Referring expression data:
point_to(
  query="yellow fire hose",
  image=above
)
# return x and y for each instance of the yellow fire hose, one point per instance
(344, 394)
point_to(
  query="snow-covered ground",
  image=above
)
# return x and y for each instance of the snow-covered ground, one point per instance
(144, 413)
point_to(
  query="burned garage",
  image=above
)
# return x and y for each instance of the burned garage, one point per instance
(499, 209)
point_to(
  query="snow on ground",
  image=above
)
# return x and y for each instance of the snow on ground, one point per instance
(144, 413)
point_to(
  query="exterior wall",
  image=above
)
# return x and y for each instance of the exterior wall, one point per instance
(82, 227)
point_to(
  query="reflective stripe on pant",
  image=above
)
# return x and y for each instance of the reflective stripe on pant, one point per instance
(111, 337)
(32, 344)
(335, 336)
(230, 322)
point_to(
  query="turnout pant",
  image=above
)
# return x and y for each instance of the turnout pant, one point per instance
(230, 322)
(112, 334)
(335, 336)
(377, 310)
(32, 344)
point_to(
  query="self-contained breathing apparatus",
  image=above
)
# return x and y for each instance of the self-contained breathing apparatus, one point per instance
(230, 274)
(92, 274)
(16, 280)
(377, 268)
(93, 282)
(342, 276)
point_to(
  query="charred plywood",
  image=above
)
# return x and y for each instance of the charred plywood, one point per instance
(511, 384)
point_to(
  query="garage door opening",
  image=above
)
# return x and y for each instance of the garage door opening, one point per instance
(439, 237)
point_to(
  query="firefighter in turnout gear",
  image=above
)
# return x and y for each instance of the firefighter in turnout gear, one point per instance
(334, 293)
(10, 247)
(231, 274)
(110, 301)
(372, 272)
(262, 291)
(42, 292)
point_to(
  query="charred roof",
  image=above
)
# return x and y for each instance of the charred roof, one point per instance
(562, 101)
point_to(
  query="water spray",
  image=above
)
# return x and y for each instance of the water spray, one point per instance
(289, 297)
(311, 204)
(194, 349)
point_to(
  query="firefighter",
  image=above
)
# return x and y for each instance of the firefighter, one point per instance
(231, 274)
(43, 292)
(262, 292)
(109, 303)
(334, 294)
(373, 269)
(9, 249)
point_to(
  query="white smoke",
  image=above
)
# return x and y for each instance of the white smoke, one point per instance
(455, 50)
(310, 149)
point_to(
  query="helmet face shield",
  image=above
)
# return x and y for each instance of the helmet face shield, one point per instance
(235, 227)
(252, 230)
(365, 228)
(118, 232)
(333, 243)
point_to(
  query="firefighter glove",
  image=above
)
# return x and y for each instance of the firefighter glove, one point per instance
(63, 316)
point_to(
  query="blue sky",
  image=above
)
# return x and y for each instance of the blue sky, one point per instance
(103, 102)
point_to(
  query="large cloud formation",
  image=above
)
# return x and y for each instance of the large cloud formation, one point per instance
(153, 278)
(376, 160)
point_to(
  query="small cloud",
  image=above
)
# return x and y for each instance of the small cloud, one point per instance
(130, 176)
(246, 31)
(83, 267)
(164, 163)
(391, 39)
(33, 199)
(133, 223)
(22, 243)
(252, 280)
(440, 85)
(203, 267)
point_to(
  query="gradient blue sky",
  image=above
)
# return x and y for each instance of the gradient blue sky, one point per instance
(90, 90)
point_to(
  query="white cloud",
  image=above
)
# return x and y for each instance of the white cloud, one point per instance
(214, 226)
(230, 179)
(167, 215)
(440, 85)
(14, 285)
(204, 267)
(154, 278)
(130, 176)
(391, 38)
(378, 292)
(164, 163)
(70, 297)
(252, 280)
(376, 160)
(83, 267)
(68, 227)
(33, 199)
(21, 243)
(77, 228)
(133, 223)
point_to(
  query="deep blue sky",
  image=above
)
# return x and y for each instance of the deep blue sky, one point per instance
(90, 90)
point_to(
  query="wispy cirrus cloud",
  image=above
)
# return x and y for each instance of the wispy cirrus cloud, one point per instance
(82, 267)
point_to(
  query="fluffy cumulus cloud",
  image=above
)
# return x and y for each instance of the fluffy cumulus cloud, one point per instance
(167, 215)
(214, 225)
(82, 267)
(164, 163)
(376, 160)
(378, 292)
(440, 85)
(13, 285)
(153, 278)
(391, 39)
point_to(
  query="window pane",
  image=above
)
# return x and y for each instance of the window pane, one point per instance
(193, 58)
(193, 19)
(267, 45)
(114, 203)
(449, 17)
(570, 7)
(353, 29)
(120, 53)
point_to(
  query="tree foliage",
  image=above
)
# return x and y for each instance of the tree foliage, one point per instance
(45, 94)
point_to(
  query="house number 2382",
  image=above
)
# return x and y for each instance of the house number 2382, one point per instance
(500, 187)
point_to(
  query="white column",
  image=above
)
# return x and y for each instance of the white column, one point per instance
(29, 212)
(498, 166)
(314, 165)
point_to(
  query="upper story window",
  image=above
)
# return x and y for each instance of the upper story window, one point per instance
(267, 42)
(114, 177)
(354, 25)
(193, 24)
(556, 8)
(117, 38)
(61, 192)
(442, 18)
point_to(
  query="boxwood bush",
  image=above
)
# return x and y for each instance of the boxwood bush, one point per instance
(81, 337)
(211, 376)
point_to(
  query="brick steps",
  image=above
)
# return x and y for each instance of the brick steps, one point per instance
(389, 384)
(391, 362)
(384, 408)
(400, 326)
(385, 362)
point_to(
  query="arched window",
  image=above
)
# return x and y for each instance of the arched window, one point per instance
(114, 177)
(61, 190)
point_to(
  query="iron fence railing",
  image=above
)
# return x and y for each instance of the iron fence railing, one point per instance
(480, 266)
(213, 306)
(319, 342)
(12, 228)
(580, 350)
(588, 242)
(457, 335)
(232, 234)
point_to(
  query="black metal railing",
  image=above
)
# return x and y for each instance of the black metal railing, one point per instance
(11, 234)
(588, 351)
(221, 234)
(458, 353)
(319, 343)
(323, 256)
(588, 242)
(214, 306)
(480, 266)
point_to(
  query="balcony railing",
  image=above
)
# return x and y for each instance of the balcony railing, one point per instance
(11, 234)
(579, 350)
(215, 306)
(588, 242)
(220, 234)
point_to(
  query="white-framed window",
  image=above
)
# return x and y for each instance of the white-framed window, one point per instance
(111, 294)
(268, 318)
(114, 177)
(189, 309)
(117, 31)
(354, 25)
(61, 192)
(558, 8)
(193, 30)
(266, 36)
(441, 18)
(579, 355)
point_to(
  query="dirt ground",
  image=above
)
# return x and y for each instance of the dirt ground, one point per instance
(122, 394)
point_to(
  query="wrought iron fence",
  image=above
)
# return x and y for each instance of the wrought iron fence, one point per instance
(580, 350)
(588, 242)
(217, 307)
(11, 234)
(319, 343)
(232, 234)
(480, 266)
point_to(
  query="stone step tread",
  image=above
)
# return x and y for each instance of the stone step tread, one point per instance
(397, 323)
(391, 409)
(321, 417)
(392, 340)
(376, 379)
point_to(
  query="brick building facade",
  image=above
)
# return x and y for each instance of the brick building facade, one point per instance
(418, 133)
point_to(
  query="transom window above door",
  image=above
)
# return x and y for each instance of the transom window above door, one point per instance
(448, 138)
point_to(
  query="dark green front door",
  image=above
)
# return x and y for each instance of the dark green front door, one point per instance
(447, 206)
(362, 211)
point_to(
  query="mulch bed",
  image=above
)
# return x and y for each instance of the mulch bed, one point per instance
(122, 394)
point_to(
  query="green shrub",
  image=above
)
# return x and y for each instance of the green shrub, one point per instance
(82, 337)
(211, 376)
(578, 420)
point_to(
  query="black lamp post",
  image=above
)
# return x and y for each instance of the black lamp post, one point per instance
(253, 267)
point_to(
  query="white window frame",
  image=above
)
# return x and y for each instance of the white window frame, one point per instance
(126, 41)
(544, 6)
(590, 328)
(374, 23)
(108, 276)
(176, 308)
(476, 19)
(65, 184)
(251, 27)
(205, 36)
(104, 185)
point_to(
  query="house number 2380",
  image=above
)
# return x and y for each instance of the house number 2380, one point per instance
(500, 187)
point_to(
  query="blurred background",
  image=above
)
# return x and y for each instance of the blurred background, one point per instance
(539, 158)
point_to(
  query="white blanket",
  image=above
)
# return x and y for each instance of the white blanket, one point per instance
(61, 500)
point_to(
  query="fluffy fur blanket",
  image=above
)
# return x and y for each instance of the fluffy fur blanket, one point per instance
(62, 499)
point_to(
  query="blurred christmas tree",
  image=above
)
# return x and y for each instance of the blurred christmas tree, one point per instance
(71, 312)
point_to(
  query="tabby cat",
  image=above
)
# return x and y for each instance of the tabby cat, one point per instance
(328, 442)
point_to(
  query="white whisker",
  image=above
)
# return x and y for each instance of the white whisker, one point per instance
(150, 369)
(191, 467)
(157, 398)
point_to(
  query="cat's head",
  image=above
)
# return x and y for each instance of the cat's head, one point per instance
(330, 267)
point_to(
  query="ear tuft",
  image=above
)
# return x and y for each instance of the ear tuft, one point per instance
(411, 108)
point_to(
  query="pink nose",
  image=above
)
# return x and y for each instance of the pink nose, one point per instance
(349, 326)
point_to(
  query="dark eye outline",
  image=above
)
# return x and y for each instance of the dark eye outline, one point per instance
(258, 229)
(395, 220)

* WHAT YOU NEED TO DO: Please repeat each line from the one with "# return x and y for each instance of the tabby" through the last line of the data above, and add nothing.

* EXERCISE RESULT:
# return x and y for each instance of the tabby cat, one point per instance
(328, 442)
point_to(
  query="white whisker",
  image=above
)
# return x and y for each instance of the white whisker, one point per instance
(150, 369)
(191, 467)
(157, 398)
point_to(
  query="cat's head",
  image=above
)
# return x and y for each instance of the cat's head, one point per instance
(330, 267)
point_to(
  query="ear tuft",
  image=above
)
# return x and y for each instance of the ear tuft, one point per instance
(411, 108)
point_to(
  query="pink nose",
  image=above
)
# return x and y for each instance of the pink nose, one point per instance
(349, 326)
point_to(
  query="dark eye outline",
  image=above
)
# return x and y for each instance of the dark eye outline, one point per instance
(258, 229)
(395, 220)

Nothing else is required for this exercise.